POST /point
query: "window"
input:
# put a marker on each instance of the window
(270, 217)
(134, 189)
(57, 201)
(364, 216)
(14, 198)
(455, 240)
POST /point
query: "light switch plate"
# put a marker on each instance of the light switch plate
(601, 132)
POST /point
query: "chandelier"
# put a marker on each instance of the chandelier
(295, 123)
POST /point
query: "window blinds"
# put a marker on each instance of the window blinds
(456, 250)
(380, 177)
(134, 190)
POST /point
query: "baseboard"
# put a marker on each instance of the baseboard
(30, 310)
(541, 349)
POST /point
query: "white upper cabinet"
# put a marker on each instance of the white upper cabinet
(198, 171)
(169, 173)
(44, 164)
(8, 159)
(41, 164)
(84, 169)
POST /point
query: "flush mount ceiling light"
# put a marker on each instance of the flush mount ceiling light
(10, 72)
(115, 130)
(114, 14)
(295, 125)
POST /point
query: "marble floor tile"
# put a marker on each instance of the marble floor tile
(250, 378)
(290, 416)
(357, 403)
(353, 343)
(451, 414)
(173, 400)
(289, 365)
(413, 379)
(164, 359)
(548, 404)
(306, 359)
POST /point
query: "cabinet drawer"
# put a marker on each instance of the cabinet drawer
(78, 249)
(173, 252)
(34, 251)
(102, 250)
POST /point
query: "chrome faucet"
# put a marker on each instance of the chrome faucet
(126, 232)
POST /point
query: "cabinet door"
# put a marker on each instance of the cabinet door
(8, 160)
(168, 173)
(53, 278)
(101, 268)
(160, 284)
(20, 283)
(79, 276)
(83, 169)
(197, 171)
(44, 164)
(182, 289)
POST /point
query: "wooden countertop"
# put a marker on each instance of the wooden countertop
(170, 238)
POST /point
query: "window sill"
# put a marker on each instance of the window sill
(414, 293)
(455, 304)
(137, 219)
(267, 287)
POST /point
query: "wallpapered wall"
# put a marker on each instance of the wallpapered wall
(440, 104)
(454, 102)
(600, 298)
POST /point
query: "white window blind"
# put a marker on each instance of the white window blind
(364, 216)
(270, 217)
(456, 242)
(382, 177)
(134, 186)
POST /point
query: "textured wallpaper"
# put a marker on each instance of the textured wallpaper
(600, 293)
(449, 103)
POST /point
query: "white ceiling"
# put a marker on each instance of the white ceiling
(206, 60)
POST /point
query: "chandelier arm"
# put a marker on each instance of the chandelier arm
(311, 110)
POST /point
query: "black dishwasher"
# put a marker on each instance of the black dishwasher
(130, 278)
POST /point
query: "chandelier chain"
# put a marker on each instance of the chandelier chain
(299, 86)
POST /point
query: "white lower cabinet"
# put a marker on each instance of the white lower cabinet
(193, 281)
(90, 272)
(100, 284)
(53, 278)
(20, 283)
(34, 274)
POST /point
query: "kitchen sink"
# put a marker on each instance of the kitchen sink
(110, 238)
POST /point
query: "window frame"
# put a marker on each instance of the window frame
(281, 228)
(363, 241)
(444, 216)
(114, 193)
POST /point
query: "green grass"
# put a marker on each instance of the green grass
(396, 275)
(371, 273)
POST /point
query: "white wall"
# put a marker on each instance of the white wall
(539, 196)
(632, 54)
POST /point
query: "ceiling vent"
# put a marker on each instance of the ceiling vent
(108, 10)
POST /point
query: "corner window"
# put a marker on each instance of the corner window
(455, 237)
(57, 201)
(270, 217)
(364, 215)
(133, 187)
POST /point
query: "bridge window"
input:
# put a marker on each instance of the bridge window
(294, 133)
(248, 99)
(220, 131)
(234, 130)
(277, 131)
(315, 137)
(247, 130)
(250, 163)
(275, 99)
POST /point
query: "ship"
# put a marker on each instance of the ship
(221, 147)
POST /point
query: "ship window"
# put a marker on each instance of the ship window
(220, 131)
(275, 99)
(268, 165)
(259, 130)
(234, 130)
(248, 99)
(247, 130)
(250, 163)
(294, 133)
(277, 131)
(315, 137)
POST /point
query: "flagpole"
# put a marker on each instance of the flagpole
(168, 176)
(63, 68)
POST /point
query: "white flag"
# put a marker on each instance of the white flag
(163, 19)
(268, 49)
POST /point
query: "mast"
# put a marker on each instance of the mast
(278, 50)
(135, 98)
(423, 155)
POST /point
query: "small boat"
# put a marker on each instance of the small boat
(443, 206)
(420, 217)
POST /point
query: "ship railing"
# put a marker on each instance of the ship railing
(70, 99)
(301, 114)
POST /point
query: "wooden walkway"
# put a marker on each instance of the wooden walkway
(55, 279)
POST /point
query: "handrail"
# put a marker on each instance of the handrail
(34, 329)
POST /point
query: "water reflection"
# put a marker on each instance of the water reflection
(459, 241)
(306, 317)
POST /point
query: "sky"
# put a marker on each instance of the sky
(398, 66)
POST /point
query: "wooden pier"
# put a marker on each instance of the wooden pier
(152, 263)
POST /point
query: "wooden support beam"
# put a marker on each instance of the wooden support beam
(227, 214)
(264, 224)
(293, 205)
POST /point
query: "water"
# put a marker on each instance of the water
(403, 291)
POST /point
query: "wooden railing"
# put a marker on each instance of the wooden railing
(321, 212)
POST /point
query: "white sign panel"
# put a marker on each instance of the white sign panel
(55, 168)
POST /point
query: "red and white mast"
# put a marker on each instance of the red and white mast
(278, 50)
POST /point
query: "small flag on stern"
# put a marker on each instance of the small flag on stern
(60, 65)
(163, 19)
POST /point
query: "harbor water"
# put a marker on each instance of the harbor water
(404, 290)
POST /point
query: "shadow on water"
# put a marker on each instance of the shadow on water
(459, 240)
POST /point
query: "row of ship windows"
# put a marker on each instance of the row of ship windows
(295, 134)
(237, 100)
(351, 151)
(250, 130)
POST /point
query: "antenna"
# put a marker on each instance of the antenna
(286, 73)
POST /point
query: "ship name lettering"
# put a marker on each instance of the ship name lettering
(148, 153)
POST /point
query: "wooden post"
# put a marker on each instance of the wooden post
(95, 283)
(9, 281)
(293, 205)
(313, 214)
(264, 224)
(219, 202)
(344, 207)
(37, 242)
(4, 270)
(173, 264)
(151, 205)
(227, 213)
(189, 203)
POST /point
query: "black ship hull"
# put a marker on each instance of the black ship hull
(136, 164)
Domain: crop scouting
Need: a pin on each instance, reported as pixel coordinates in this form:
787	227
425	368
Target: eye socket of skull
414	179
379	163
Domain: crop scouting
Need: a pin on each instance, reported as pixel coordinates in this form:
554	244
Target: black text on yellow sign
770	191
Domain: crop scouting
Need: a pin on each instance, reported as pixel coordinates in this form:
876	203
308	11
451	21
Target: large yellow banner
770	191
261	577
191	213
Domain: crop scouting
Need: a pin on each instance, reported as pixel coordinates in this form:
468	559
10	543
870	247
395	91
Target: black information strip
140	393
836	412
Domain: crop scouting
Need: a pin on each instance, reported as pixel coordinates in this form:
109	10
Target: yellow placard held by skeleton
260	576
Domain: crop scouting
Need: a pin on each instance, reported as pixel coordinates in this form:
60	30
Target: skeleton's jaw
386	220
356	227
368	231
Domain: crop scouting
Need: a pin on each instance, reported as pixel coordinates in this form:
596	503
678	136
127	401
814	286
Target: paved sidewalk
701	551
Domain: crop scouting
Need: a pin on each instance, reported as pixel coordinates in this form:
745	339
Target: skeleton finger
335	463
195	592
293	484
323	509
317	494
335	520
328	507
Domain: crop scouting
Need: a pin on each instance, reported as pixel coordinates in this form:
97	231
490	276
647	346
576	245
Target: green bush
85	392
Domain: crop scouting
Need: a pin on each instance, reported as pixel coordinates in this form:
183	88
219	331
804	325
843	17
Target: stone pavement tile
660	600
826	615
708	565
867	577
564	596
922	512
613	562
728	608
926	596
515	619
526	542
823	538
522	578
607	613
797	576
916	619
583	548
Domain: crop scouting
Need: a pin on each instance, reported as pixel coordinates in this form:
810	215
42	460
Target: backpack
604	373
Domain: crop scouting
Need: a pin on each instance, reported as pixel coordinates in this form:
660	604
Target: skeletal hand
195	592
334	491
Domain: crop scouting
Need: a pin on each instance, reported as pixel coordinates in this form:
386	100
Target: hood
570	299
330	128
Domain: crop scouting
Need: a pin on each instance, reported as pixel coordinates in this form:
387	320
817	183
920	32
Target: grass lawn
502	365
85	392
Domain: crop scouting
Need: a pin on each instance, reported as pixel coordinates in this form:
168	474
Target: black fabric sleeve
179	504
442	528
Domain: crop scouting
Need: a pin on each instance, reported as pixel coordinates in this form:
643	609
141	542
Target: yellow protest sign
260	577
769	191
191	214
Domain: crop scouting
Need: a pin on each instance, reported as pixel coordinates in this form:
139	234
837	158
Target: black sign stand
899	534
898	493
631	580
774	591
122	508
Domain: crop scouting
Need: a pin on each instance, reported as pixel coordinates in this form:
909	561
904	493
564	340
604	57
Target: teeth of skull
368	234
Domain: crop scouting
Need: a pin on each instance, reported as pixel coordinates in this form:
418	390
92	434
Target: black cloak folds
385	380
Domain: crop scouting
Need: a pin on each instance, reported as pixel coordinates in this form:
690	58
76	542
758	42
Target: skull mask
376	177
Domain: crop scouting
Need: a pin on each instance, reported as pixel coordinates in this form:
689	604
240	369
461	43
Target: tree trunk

_What the task requires_:
How many lines in the records above contain the word "cabinet"? Tally them and reply with the number alone.

_Result for this exercise_:
8